- _PROBLEM TO WORK ON_
Only these lines of the data below are wanted: the one with "Can you see the textured", the one with "Can you see the small", and any lines between them, each repeated exactly.
--- RECORDS PROVIDED ---
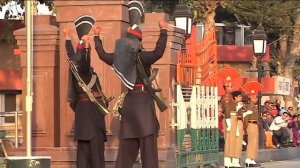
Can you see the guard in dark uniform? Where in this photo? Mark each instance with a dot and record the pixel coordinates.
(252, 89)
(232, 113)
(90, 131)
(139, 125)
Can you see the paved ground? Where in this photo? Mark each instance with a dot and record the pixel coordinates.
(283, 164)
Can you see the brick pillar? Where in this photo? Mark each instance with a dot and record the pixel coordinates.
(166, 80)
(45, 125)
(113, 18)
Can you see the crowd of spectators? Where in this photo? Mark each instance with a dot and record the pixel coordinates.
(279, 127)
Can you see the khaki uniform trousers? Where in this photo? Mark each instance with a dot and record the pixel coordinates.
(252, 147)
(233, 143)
---
--- RECORDS PROVIDED ---
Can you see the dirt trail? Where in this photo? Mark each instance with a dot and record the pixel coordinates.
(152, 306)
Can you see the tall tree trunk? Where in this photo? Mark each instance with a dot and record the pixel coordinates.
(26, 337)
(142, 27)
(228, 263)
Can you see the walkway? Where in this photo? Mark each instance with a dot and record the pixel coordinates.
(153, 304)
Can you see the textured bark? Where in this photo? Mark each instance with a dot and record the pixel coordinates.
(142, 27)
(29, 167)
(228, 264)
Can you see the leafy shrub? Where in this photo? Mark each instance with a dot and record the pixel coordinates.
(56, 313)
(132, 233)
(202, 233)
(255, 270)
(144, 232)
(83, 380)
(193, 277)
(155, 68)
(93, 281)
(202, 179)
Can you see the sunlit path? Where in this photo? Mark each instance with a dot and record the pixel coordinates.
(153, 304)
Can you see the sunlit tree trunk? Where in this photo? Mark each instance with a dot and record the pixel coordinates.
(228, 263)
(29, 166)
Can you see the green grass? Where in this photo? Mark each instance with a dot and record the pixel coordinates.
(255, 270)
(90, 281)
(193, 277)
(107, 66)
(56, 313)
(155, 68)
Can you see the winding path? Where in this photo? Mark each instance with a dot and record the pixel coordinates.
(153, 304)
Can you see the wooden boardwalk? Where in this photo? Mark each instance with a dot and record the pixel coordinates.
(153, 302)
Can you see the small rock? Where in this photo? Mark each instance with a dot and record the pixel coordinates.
---
--- RECORDS PROVIDED ---
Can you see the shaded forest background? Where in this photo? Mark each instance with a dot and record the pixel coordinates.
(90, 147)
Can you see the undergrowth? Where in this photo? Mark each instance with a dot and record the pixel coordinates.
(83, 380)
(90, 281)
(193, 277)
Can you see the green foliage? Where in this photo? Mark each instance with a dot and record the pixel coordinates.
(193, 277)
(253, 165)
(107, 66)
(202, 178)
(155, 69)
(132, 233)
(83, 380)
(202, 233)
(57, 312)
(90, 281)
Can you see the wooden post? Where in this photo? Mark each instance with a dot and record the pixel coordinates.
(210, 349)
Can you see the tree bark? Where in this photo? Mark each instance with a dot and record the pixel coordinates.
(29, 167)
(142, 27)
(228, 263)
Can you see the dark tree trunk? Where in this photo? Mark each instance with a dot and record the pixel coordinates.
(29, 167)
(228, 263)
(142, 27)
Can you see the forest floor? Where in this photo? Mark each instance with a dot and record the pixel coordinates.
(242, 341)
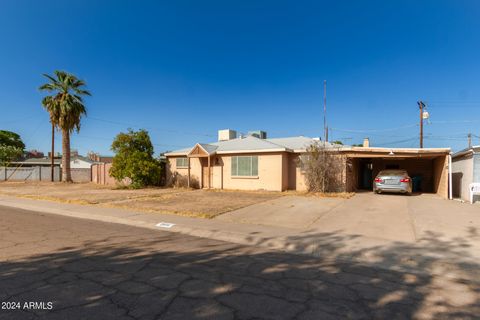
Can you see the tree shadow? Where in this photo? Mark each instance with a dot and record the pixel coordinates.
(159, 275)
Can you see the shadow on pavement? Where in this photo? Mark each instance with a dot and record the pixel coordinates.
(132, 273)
---
- _THE COMPLETED TASK_
Can you see the textured bark? Where in this photo? Mark each instance with a dot and record the pixel coordinates.
(142, 27)
(29, 167)
(228, 264)
Can you see the leafy shrub? Where in this photo? Mark each instance with a dot and record the pixel coordinates.
(56, 313)
(132, 233)
(202, 233)
(255, 270)
(144, 232)
(83, 380)
(193, 277)
(155, 68)
(93, 281)
(202, 179)
Can you see the sunlit path? Where in this photo? Mark each instance with a dot and record the pixel coordinates.
(153, 304)
Can you see the sunlit tree trunk? Where in this photo? Mark each instance with a dot and record the pixel coordinates.
(228, 263)
(29, 166)
Can you see the green grass? Where in this photo? Mark each instance with a dot and record the pixel coordinates.
(255, 270)
(90, 281)
(193, 277)
(107, 66)
(56, 313)
(155, 68)
Can you see the winding path? Where in this photo? Mark each instance with a dot and record the pixel coordinates.
(153, 304)
Can you see the wooden boardwalk? Where in this photo? Mark each instance with a dot and record the pixel coordinates.
(153, 302)
Can you see the small rock? Where in this photo? Mark each instance with a dot and record the pixel coordinates.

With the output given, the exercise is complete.